**Instructions to follow**
Scan the records beneath this line for the line holding "Exercise. Point out the large" and the line holding "Exercise. Point out the tree", then transcribe exactly those two and all lines between.

**Source material**
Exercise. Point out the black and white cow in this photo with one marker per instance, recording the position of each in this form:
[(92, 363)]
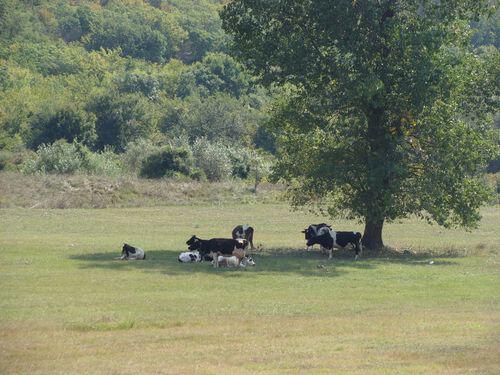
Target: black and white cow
[(218, 246), (244, 231), (189, 256), (338, 240), (233, 261), (132, 253), (315, 230)]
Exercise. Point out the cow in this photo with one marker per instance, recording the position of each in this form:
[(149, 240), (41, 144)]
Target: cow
[(218, 246), (315, 230), (244, 232), (233, 261), (189, 256), (132, 253), (338, 240), (193, 256)]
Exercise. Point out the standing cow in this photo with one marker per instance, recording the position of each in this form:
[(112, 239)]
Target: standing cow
[(245, 232), (338, 240), (218, 246)]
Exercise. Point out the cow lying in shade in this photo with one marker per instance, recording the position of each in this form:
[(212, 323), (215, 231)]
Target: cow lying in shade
[(233, 261), (218, 246), (132, 253), (189, 256), (315, 230), (192, 256), (244, 232), (338, 240)]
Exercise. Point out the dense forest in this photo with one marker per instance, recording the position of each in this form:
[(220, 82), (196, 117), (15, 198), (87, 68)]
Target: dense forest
[(130, 86)]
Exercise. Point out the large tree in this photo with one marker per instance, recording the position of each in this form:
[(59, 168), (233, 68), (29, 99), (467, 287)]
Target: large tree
[(387, 109)]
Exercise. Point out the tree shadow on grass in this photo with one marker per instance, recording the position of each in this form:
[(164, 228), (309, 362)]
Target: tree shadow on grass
[(270, 261)]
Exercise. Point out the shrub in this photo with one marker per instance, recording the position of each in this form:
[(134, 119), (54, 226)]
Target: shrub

**Result**
Exercise. Point out the large tree in this photo with one marker per instance, recording the position of each in this form:
[(59, 168), (233, 68), (29, 99), (467, 287)]
Target: large tree
[(387, 109)]
Exercise. Point out the tree shadow on grass in this photo with one marker per instance, recording the position of each in this form:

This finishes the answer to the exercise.